***** Dataset records *****

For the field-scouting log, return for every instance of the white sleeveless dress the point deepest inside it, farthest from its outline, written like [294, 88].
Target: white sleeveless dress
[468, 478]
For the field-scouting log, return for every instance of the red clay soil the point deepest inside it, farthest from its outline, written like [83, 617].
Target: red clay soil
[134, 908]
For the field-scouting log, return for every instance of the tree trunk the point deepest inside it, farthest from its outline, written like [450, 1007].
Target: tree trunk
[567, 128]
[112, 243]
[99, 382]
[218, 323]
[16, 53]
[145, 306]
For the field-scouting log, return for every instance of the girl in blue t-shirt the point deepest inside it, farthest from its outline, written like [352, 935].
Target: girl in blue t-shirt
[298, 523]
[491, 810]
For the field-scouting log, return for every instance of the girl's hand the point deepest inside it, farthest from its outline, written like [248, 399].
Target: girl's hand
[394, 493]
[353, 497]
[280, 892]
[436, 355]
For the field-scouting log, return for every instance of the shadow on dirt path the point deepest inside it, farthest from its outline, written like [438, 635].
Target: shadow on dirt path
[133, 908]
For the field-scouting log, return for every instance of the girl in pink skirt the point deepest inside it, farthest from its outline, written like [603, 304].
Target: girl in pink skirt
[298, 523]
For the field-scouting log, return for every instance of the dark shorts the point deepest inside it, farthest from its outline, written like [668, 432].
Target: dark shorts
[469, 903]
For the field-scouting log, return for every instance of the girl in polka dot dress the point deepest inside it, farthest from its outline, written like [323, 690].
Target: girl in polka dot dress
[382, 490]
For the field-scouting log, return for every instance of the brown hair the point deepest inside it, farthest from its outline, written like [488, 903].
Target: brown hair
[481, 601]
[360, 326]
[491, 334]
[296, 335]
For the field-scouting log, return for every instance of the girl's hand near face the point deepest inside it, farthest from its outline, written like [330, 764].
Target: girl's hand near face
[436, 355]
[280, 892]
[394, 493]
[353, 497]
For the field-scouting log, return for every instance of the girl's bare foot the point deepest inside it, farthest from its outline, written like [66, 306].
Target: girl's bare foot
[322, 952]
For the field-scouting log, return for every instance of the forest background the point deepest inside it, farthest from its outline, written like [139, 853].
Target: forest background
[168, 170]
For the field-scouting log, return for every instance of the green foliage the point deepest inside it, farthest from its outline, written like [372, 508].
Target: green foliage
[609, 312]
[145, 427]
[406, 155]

*****

Exercise brief
Present every line of the rows above as a Markdown table with two columns, Line No. and Content, giving each line its number and skipping any blank lines.

Task answer
| Line No. | Content |
|---|---|
| 1 | For the field-scouting log, return for every instance of the white sleeveless dress the point deepest inside it, farthest from its outline, written like [294, 88]. |
| 2 | Target: white sleeveless dress |
| 3 | [468, 478] |
| 4 | For the field-scouting log, return for every instance of the red clay soil the point deepest inside it, farthest from its outline, written like [83, 617]. |
| 5 | Target: red clay soil |
| 6 | [134, 908] |
| 7 | For the field-scouting log, return for every instance of the tree trunk the point deepest inside it, farthest from its outline, written like [450, 1007]. |
| 8 | Target: tree trunk |
| 9 | [567, 128] |
| 10 | [112, 243] |
| 11 | [99, 382] |
| 12 | [218, 323] |
| 13 | [16, 53] |
| 14 | [145, 306] |
| 15 | For the field-scouting log, return for every instance of the girl in blue t-shirt the point deepest inside it, farthest from its outline, written like [352, 935]. |
| 16 | Target: girl in blue t-shirt |
| 17 | [298, 523] |
| 18 | [491, 810] |
| 19 | For the field-scouting log, return for every instance of the girl's hand the point deepest inside it, farthest from its outline, written like [248, 399]. |
| 20 | Target: girl's hand |
| 21 | [394, 493] |
| 22 | [353, 497] |
| 23 | [280, 892] |
| 24 | [436, 355] |
| 25 | For the field-scouting log, return for every instance of the shadow on dirt path the point deepest inside it, farthest from its outline, written like [438, 635]. |
| 26 | Target: shadow on dirt path |
| 27 | [133, 908] |
| 28 | For the field-scouting log, return for every instance of the girl in pink skirt the point deepest inside it, farthest from its outline, written like [603, 304]. |
| 29 | Target: girl in pink skirt |
| 30 | [298, 523] |
| 31 | For the field-scouting log, return for every instance of the dark shorts the point deepest inside it, farthest from its outline, written like [668, 432]. |
| 32 | Target: dark shorts |
| 33 | [469, 903] |
| 34 | For the field-scouting log, return for every instance of the girl in polka dot dress the point deepest inside it, farthest from its outline, written like [323, 690]. |
| 35 | Target: girl in polka dot dress |
| 36 | [382, 490] |
| 37 | For the field-scouting log, return for every instance of the brown hair the point deepest inside it, farthest from its outline, written like [488, 903]. |
| 38 | Target: brown hair |
| 39 | [481, 601] |
| 40 | [360, 326] |
| 41 | [491, 334] |
| 42 | [296, 335] |
| 43 | For the field-scouting log, return for every instance of the girl's hand near face the point deepest inside it, farthest from its outline, written like [330, 764]. |
| 44 | Target: girl's hand near face |
| 45 | [436, 355] |
| 46 | [280, 892] |
| 47 | [394, 493] |
| 48 | [353, 497] |
| 49 | For the field-scouting log, return for every instance of the girl's bare foot the point deepest inside it, farthest from its outline, written like [66, 306]. |
| 50 | Target: girl's bare foot |
| 51 | [322, 952] |
| 52 | For the field-scouting log, return for every instance of the forest background the point deepest inside it, farthest from its outline, written like [139, 853]. |
| 53 | Target: forest background |
| 54 | [168, 170] |
| 55 | For the field-scouting log, return for every instance of the green foliage the point deepest inside it, farthest from its outline, written like [372, 508]. |
| 56 | Target: green foliage |
| 57 | [609, 312] |
| 58 | [145, 427] |
| 59 | [406, 155] |